## Excerpts from a dataset
"""

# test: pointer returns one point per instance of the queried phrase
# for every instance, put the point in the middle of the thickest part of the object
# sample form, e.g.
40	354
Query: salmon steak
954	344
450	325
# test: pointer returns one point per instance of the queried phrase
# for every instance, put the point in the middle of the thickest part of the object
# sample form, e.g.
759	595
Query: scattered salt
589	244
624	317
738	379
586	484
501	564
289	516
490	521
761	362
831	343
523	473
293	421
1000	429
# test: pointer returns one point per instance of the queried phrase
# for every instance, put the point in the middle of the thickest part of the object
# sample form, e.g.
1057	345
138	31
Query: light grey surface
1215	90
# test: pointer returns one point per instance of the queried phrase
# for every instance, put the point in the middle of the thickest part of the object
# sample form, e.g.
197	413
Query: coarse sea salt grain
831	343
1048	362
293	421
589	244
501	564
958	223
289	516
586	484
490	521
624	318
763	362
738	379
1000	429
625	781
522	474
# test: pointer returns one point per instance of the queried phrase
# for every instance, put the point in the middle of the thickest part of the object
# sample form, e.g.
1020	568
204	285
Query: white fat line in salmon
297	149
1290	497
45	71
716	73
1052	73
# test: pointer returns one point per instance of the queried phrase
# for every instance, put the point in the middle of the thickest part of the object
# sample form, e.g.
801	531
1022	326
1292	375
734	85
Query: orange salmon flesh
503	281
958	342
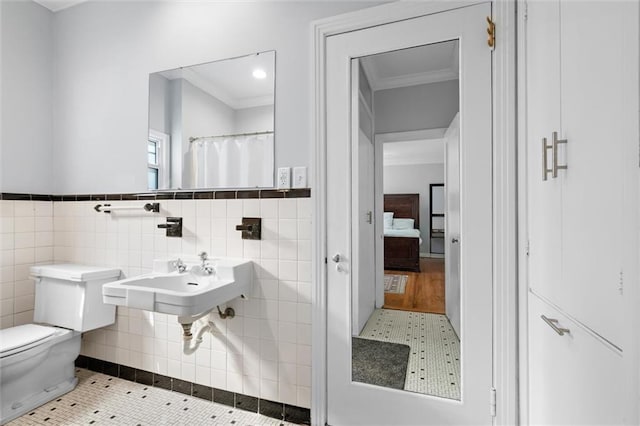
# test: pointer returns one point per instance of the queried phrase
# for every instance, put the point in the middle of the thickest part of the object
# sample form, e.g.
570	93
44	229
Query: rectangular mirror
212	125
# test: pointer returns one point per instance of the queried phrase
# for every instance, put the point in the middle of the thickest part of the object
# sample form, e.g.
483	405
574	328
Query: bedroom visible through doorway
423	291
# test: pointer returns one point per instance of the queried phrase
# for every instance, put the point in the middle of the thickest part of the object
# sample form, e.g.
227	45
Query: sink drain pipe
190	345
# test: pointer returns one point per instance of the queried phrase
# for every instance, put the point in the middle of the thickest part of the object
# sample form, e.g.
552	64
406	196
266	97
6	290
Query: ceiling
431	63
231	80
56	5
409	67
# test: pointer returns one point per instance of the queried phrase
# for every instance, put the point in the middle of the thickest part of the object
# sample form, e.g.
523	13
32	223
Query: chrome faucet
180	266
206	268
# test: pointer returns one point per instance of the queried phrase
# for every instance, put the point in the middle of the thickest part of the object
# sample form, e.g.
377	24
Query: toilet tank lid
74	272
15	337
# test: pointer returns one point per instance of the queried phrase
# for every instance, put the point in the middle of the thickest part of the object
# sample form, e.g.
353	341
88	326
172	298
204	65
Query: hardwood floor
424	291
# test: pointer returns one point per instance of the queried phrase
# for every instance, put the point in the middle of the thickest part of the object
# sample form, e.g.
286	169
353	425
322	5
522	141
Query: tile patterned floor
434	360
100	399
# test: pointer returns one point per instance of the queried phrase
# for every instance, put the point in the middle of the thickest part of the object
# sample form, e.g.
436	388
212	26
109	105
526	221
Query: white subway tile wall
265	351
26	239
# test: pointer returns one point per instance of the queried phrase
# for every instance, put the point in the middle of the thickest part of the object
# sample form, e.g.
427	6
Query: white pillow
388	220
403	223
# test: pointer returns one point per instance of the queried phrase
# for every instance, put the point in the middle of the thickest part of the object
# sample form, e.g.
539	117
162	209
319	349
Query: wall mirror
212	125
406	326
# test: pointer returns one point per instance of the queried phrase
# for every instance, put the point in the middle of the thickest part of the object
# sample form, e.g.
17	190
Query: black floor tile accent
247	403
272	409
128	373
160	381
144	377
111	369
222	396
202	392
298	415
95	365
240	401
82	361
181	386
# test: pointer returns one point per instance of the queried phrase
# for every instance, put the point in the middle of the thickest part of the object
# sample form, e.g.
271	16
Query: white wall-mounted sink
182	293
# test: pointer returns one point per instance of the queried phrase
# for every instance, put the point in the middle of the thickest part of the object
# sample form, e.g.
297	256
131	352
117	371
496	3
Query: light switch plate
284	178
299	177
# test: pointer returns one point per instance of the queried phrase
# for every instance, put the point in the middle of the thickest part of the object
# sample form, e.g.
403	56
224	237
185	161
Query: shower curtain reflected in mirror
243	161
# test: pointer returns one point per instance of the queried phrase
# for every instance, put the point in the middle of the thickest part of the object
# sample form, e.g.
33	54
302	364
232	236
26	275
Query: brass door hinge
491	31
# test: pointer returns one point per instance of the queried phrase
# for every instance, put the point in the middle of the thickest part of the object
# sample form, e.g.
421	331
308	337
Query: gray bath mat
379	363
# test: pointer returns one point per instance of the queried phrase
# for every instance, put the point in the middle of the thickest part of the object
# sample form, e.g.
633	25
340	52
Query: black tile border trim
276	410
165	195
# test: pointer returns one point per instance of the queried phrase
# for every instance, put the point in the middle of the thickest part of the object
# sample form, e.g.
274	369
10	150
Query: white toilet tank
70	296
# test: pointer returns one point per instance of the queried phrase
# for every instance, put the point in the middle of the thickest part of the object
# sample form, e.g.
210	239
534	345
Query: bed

"""

## The task
Provide an exact copy of the records, excluding every picture.

## Output
# test: pointer returns one point per instance of the queried phrase
# for every instance, put the point in the middle of the thickest part of the object
# sample form, e.g.
40	354
Query: salmon steak
954	344
450	325
# test: pointer returns one point per instance of the queried phrase
# for every instance, put the point in the middle of the thickest part of the object
# sample form, e.g.
759	595
Query: scattered salt
589	244
624	317
738	379
586	484
501	564
289	516
490	521
761	362
831	343
523	473
293	421
1000	429
# test: pointer returns one point per instance of the queried phrase
# for every instance, put the point in the middle of the thickest part of the object
# sample form, e.g.
1057	345
138	31
Query: light grey surface
1215	90
# test: pointer returns one point per instance of the queried phrase
# for every instance, put the point in the middle of the thickest part of the object
# sample form, e.g.
197	413
Query: coarse sea salt grain
831	343
1048	362
293	421
589	244
501	564
958	223
289	516
586	484
490	521
624	318
763	362
738	379
1000	429
625	781
522	474
# test: pointer returns one point per instance of the queried phrase
# for every instance, put the point in the middle of the thickest part of the object
# sample form, e.g.
1020	568
204	285
Query: white fat line in salmon
297	149
1290	497
45	71
716	73
1052	73
# test: pointer returns one point per instance of the queried phrase
# for every instance, put the point in the middle of the thickest part of the object
# sample form, e.g.
801	531
1022	326
1292	375
734	85
Query: orange salmon flesh
503	281
958	342
# test: pointer returns one point per instance of the queried phrase
# for every instance, put the point in the middle of the thickest part of the object
# sample form, e.g.
570	93
44	229
Query: rectangular mirror
212	125
# test: pointer returns one point per instance of the queried phrase
# for every instance, put the point in the middle of the thickest part of the object
# sample form, e.g.
483	405
574	328
Query: bedroom visible through doorway
423	291
# test: pointer returns one point per instance of the queried phrase
# for every instance, put the point in the middle of the thickest part of the object
# sample form, e.g.
227	45
Query: sink drain pipe
190	345
# test: pointer returns one point per instance of the queried phrase
# for every instance, put the point in the middle of the thickest part of the object
# sample form, e.g.
552	64
406	196
266	97
6	290
Query: ceiling
431	63
231	80
56	5
409	67
# test: pointer returns one point per instance of the queried phrase
# for every instance, put the point in the middle of the thickest part of the object
# sample form, e.g.
523	13
32	223
Query: chrome faucet
180	266
206	268
# test: pointer returns one point per instance of the queried phrase
# for every instance, put the point in the middle of the thickest part of the object
# sample form, e.g.
377	24
Query: toilet tank lid
74	272
15	337
# test: pointer returns one point per instance of the queried phrase
# for every instance, put the point in the middle of the thickest part of the object
# sample form, e.g.
353	341
88	326
172	298
204	65
Query: hardwood floor
424	291
# test: pointer returns one point per instance of the queried phrase
# for every instance, put the point in the middle of the thickest part of the object
# sample form, e.g.
286	169
353	425
322	5
522	141
Query: tile patterned floor
434	360
100	399
# test: pointer returns one point per instance of the queried phrase
# for every instance, put the point in the middle of the thickest part of the object
# sample form, e.g.
436	388
212	26
109	105
526	221
Query: white subway tile wall
265	351
26	239
# test: pointer returns one point per instance of the queried phrase
# for every instance, put the point in the middle of the thickest part of the object
# sample form, e.g.
427	6
Query: white pillow
388	220
403	223
# test: pointer returns one point per instance of the queried phrase
# for every instance, put the point in the middle of the thickest part of the object
# sample form, e.g.
539	117
162	209
319	349
Query: wall mirror
212	125
406	326
# test: pointer returns one point per instance of the queried phrase
# for every instance, put the point in the middle of the thickest part of the object
# sample form, e.g.
17	190
Query: black floor tile accent
247	403
272	409
128	373
160	381
144	377
111	369
222	396
202	392
298	415
95	365
240	401
82	361
181	386
# test: pointer returns one point per instance of the queried phrase
# for every instance, put the point in the middle of the thickest part of the object
# sample form, e.g.
271	16
Query: white wall-mounted sink
182	293
# test: pointer returns one point per instance of the queried phrase
# for every instance, put the point in the middle of the thickest part of the object
# sample form, e.g.
297	256
131	352
117	371
496	3
Query: light switch plate
284	178
299	177
# test: pointer returns one point per instance of the queried phrase
# for every instance, put the point in the middle of the thickest part of the object
# sample form, e.g.
403	56
224	237
185	161
Query: shower curtain reflected in mirror
243	161
# test: pointer returns one point per instance of the queried phrase
# for every instance, put the point in the middle of the thickest part of the object
# sample form, e.g.
33	54
302	364
232	236
26	275
Query: brass door hinge
491	31
# test: pointer returns one point per instance of the queried phrase
# for every instance, put the point in the middle of the thickest part of the object
# sample form, e.g.
421	331
308	337
Query: gray bath mat
379	363
# test: pointer returns one point per instance of the queried phrase
# for every instance, put the point in the middle of the thickest part of the object
# sample form, e.g.
633	25
340	52
Query: black tile border trim
276	410
165	195
# test: pointer returns one point per instance of the queried phrase
# for every instance, put the point in the middle of the thickest part of the object
# sample form, e.g.
274	369
10	150
Query: white toilet tank
70	296
# test: pointer returns one point per instance of the queried phrase
# for every instance, put the point in the middle of the thickest part of the object
# sample form, e.g.
210	239
534	345
Query: bed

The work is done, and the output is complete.